WHAT IS EXPECTED: Transcribe the entries exactly as each line appears.

[Items from a dataset]
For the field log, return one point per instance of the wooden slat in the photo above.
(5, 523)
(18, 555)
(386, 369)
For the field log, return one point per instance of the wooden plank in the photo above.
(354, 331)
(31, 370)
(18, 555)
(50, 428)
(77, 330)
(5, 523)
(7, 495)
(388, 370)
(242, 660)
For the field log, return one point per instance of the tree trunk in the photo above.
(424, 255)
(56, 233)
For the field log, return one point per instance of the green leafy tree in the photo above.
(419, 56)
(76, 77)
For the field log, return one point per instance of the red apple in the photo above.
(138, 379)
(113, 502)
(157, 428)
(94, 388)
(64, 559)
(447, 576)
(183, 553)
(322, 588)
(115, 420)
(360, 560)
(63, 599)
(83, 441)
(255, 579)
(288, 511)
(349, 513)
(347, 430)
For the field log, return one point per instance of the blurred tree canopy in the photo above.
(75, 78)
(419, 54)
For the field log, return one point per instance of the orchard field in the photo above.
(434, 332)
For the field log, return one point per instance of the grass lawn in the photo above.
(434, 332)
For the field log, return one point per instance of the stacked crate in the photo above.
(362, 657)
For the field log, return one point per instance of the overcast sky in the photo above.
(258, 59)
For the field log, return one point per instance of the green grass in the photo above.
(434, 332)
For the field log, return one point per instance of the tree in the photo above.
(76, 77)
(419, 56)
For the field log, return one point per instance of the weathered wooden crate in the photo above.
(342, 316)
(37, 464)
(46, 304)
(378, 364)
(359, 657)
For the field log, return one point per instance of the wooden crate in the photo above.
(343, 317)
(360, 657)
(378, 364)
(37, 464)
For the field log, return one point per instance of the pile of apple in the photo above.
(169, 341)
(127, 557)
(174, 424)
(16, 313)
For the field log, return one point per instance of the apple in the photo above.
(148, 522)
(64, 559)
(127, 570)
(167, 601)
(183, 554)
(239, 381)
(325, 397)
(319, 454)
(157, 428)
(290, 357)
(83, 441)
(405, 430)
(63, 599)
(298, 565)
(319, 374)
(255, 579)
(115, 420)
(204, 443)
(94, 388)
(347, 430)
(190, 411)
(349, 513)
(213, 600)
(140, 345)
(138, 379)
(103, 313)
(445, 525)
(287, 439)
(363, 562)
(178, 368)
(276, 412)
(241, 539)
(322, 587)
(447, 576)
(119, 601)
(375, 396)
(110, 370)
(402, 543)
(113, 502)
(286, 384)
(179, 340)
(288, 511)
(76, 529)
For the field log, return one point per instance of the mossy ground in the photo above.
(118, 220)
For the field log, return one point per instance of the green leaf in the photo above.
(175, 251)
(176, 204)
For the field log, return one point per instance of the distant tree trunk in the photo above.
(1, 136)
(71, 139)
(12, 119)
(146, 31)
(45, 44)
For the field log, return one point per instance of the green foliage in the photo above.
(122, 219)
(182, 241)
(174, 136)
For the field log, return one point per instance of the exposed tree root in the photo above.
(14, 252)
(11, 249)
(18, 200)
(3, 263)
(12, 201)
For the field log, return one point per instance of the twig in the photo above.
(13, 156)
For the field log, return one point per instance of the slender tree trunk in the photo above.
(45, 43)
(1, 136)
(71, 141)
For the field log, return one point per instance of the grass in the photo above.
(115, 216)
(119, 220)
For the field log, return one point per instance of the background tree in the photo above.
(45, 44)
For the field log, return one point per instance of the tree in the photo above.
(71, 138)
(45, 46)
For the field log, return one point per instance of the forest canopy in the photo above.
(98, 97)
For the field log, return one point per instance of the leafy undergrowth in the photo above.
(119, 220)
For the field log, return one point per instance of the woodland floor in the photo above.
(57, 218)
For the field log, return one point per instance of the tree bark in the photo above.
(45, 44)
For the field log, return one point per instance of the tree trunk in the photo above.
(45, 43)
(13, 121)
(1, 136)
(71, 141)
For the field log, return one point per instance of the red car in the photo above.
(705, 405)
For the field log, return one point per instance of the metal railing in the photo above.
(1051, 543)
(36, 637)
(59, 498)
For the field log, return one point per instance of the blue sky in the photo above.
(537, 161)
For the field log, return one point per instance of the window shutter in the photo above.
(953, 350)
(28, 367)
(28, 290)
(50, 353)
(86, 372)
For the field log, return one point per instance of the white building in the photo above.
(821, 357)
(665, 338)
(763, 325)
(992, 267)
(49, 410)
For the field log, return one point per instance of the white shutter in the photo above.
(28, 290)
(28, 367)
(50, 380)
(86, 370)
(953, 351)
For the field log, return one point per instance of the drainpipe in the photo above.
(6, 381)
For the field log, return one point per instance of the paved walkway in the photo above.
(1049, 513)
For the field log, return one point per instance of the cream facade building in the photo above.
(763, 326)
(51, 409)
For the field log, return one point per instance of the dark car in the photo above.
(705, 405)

RESPONSE BELOW:
For the field log, return one point per instance of the wooden slat in the photo above.
(5, 523)
(18, 555)
(386, 369)
For the field log, return one point per instance of the wooden plank in the photo above.
(354, 331)
(31, 370)
(18, 555)
(50, 428)
(77, 330)
(5, 523)
(7, 495)
(388, 370)
(242, 660)
For the field log, return one point per instance of the tree trunk in the photo above.
(424, 255)
(56, 233)
For the field log, return one point per instance of the green leafy tree in the photo above.
(419, 56)
(76, 77)
For the field log, return one point per instance of the red apple in the photo above.
(138, 379)
(113, 502)
(157, 428)
(94, 388)
(64, 559)
(447, 576)
(183, 553)
(322, 588)
(115, 420)
(360, 560)
(63, 599)
(83, 441)
(255, 579)
(288, 511)
(349, 513)
(347, 430)
For the field log, return one point per instance of the blurred tree canopy in the photo above.
(75, 78)
(419, 54)
For the field log, return one point per instance of the orchard field in the photo above.
(434, 332)
For the field log, return one point per instance of the grass lawn in the photo above.
(434, 332)
For the field log, return one point per instance of the stacked crate in the photo above.
(362, 657)
For the field log, return one point per instance of the overcast sky in the photo above.
(258, 59)
For the field log, return one point per instance of the green grass in the photo above.
(434, 332)
For the field log, return one point per instance of the tree in the photo above.
(76, 77)
(419, 56)
For the field log, return one point per instance of the weathered wooden crate in the photo above.
(342, 316)
(37, 464)
(46, 304)
(378, 364)
(359, 657)
For the field log, return one point per instance of the wooden crate in the photo above.
(343, 317)
(360, 657)
(378, 364)
(37, 464)
For the field log, return one point per instance of the pile of apple in the photo above.
(169, 341)
(127, 557)
(174, 424)
(16, 313)
For the field log, return one point per instance of the apple in the photo above.
(148, 522)
(64, 559)
(127, 570)
(167, 601)
(183, 554)
(239, 381)
(325, 397)
(319, 454)
(157, 428)
(290, 357)
(83, 441)
(405, 430)
(63, 599)
(298, 565)
(319, 374)
(255, 579)
(115, 420)
(204, 443)
(94, 388)
(347, 430)
(190, 411)
(349, 513)
(213, 600)
(140, 345)
(138, 379)
(103, 313)
(445, 525)
(287, 439)
(363, 562)
(178, 368)
(276, 412)
(241, 539)
(322, 587)
(447, 576)
(119, 601)
(375, 396)
(110, 370)
(402, 543)
(113, 502)
(286, 384)
(179, 340)
(288, 511)
(76, 529)
For the field log, return one point per instance of the mossy ground in the photo above.
(118, 220)
For the field log, return one point per instance of the green leaf in the photo above.
(175, 251)
(176, 204)
For the field log, return one point per instance of the distant tree trunk in the photo above.
(1, 136)
(71, 139)
(12, 119)
(146, 31)
(45, 44)
For the field log, return one point per instance of the green foliage in the photo above.
(122, 219)
(182, 241)
(174, 136)
For the field log, return one point per instance of the exposed tree root in the photo above.
(14, 252)
(11, 249)
(18, 200)
(3, 263)
(12, 201)
For the field log, return one point per instance of the twig in the photo above.
(13, 156)
For the field log, return one point per instance of the slender tree trunk in the photo above.
(45, 43)
(1, 136)
(71, 141)
For the field log, return one point per instance of the grass in the photo above.
(115, 216)
(119, 220)
For the field log, return one point per instance of the background tree in the photo above.
(45, 44)
For the field log, return one point per instance of the tree in the photo above.
(71, 138)
(45, 46)
For the field log, return one point per instance of the forest canopy in the photo above.
(98, 97)
For the field log, return one point per instance of the leafy undergrowth in the photo above.
(119, 220)
For the field log, return one point per instance of the woodland floor in the photo above.
(57, 218)
For the field log, return one point per instance of the tree bark in the photo above.
(45, 44)
For the field log, return one point per instance of the tree trunk in the photo above.
(45, 43)
(13, 121)
(1, 136)
(71, 141)
For the field log, return one point per instance of the red car in the photo above.
(705, 405)
For the field log, return one point per instance of the metal railing in the photo above.
(1051, 543)
(36, 637)
(59, 498)
For the field log, return one point per instance of the blue sky in the photo above.
(537, 161)
For the field log, return one point per instance of the window shutter in the photo above.
(953, 350)
(28, 367)
(28, 290)
(50, 353)
(86, 372)
For the field log, return one point per instance of the white building in the photo above.
(821, 357)
(665, 338)
(763, 325)
(992, 267)
(49, 410)
For the field log, return one point per instance of the white shutter in the photo above.
(28, 290)
(28, 367)
(50, 380)
(86, 370)
(953, 351)
For the field log, return one point per instance of the drainpipe in the photo above.
(6, 381)
For the field log, return one point per instance of the paved walkway in the photo above.
(1049, 513)
For the field log, return one point per instance of the cream facade building in the photo above.
(763, 326)
(51, 409)
For the field log, return one point per instance of the dark car in the photo above.
(705, 405)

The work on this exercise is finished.